---- SUPPLIED MATERIAL

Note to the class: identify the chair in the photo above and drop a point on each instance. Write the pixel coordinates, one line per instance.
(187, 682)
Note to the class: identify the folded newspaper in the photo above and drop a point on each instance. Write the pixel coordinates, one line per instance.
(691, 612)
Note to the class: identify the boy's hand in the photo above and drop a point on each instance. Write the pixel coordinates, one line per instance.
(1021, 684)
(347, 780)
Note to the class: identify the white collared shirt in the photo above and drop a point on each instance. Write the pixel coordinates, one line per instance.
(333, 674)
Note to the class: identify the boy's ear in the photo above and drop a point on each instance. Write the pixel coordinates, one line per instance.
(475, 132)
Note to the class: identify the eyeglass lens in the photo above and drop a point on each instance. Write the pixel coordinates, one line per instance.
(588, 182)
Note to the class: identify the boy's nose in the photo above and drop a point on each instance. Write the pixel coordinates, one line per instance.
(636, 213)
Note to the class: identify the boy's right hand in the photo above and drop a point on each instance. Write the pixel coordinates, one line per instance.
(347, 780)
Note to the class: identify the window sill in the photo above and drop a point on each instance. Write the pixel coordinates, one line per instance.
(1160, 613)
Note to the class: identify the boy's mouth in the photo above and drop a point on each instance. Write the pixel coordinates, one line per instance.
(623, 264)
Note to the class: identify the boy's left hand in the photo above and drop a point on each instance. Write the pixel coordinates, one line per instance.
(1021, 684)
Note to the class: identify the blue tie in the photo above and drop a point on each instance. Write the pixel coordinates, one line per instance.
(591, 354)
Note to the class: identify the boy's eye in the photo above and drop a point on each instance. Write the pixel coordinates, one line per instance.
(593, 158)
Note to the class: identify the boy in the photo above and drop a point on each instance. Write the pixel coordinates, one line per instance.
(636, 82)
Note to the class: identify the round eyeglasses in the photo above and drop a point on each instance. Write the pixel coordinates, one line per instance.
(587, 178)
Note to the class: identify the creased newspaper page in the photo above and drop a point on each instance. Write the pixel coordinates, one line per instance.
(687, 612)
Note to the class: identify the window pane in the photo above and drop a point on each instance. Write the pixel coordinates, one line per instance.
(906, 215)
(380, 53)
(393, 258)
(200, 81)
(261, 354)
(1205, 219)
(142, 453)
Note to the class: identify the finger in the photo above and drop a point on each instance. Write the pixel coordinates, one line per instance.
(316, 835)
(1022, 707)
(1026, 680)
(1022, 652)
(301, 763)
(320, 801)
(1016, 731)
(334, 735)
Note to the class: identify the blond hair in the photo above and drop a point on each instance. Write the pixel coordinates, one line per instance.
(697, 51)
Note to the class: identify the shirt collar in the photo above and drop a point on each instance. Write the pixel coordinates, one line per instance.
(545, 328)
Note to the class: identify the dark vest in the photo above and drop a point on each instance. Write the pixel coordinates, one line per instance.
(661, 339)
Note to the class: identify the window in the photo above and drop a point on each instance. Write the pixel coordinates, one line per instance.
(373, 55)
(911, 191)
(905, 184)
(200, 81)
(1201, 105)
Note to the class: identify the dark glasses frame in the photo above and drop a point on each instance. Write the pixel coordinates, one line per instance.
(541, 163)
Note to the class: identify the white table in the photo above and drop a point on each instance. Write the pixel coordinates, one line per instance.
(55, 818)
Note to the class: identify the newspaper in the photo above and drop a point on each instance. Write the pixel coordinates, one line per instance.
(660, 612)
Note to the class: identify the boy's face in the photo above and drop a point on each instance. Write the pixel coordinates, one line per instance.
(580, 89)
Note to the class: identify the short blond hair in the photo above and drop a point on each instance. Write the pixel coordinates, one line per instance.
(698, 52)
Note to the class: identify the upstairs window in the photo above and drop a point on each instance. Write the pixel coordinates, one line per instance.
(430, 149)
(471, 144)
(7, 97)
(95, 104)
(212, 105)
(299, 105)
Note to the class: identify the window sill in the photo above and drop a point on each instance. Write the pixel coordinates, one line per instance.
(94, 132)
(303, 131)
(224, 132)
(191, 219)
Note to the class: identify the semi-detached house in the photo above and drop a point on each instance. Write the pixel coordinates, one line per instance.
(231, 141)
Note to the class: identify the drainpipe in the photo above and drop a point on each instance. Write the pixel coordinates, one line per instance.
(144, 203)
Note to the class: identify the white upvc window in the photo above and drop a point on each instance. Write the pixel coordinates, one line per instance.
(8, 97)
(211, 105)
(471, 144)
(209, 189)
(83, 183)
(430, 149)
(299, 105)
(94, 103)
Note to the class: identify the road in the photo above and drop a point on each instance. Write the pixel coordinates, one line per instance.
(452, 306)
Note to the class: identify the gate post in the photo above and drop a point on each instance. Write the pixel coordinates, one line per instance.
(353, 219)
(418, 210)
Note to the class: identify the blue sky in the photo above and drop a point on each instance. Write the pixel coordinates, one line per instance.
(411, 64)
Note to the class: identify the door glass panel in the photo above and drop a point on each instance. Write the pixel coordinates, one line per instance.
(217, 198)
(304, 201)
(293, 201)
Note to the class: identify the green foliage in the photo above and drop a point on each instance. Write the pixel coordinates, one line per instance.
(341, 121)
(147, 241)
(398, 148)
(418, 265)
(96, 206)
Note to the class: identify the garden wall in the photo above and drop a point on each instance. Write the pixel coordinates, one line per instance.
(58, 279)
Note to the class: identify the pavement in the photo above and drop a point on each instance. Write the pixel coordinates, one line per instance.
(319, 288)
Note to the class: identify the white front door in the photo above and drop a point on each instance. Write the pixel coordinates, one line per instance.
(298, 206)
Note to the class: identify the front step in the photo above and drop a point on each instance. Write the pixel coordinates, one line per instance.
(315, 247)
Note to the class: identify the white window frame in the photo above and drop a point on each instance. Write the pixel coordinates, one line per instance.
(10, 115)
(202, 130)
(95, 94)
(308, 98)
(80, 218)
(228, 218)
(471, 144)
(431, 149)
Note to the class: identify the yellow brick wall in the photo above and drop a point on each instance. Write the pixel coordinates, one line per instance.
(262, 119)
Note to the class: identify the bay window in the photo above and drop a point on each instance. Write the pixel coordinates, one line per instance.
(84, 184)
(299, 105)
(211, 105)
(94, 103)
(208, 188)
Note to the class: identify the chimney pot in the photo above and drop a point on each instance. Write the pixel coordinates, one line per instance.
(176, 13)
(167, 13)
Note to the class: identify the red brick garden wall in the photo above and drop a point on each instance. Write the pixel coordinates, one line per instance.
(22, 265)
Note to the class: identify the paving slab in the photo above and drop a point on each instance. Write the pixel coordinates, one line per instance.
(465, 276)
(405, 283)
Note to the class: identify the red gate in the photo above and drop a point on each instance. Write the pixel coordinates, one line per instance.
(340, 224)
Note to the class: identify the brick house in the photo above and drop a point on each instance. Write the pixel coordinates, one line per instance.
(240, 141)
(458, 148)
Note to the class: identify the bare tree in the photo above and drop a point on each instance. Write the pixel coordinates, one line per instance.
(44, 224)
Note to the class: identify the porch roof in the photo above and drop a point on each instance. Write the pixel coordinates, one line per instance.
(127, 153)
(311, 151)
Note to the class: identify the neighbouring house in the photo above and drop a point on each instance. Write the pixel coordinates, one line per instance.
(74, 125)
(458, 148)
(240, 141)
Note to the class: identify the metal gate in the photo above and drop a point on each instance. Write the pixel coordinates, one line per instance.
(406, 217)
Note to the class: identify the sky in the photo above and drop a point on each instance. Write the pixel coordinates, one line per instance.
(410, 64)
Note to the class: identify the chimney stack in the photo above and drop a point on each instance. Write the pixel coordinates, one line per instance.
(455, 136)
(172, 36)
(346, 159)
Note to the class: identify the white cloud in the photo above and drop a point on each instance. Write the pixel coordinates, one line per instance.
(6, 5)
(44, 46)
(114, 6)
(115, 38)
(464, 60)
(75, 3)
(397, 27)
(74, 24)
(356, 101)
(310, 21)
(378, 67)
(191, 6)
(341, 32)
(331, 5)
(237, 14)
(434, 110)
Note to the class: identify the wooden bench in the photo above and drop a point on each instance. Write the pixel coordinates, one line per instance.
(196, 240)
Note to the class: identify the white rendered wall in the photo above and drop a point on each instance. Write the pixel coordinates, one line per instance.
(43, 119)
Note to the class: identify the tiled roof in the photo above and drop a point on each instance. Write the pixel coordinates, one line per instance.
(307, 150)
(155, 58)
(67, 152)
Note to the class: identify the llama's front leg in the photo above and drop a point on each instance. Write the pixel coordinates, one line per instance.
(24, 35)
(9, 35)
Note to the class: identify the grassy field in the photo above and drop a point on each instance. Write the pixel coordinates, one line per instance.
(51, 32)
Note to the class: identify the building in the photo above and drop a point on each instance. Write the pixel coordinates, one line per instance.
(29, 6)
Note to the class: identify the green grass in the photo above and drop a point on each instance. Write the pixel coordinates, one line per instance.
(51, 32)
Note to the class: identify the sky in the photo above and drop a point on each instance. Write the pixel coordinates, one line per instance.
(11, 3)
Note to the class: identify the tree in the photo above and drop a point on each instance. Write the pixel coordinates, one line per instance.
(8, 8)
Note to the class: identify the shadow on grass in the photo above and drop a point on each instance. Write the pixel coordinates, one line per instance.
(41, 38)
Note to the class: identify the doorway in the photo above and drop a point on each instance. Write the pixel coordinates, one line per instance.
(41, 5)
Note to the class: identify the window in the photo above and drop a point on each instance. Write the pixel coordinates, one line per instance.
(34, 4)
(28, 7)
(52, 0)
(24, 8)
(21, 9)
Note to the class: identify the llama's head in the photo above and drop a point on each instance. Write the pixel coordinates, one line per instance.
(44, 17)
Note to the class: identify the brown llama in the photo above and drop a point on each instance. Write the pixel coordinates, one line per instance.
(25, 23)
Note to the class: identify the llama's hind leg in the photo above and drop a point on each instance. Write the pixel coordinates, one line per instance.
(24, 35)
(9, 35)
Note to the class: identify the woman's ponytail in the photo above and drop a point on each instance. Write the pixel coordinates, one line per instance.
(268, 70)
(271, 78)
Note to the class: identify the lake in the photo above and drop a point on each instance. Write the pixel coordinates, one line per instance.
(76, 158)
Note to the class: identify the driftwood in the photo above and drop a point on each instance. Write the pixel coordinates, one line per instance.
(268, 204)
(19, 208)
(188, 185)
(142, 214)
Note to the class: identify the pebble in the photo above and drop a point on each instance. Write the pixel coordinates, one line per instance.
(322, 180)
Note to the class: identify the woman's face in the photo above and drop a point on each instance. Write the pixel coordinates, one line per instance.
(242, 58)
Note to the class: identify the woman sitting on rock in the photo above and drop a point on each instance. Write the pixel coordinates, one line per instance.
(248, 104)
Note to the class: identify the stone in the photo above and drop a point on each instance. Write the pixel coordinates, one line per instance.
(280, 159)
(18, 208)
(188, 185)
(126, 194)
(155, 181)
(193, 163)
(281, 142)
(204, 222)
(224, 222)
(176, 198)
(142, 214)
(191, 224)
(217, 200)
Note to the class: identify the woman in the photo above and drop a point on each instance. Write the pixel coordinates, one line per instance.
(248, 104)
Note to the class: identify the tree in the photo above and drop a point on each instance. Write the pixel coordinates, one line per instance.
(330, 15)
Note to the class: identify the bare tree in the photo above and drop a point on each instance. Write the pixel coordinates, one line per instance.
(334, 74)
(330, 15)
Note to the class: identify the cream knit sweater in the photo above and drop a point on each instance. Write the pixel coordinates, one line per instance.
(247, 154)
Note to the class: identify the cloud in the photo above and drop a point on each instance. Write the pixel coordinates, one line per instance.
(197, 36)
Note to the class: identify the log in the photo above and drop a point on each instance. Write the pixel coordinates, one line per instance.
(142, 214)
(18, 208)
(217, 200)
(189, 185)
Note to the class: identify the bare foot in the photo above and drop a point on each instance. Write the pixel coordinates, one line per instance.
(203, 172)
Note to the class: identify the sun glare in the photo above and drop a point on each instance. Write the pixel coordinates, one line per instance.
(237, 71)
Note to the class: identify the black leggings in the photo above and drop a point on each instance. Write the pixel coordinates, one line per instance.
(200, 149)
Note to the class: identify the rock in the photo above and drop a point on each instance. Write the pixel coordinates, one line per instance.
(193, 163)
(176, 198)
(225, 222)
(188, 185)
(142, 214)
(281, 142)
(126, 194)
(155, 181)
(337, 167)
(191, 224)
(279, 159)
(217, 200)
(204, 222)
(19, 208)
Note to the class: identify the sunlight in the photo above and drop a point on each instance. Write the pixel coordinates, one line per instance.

--------

**INSTRUCTIONS FOR THE TASK**
Print the entries word for word, starting at their very first line and ending at the line that contains "(1160, 613)", with both of those lines included.

**COMPLETE OUTPUT**
Note to the class: identify the chair in the photo above and drop a point on each instance. Write the pixel coordinates, one line per instance.
(187, 682)
Note to the class: identify the folded newspaper in the photo above and drop a point on each instance. Write the pixel coordinates, one line per instance.
(691, 612)
Note to the class: identify the boy's hand in the photo above and drop a point on each instance. Write the pixel coordinates, one line per instance.
(1021, 684)
(347, 780)
Note to the class: identify the white collared shirt in the photo above and drop a point on each instance. Write the pixel coordinates, one line per instance.
(333, 674)
Note to the class: identify the boy's ear in the photo above and drop a point on each instance. Write the pixel coordinates, one line per instance.
(475, 132)
Note to the class: identify the eyeglass lens in the photo above and drop a point on each instance. Write the pixel coordinates, one line per instance.
(588, 182)
Note to the class: identify the boy's nose in the photo above and drop a point on each instance. Write the pixel coordinates, one line per instance.
(636, 213)
Note to the class: identify the boy's right hand in the photo above and drop a point on each instance. Write the pixel coordinates, one line per instance.
(347, 780)
Note to the class: identify the window sill in the photo above and drop a point on each instance. Write the pixel coordinates, one line per instance.
(1160, 613)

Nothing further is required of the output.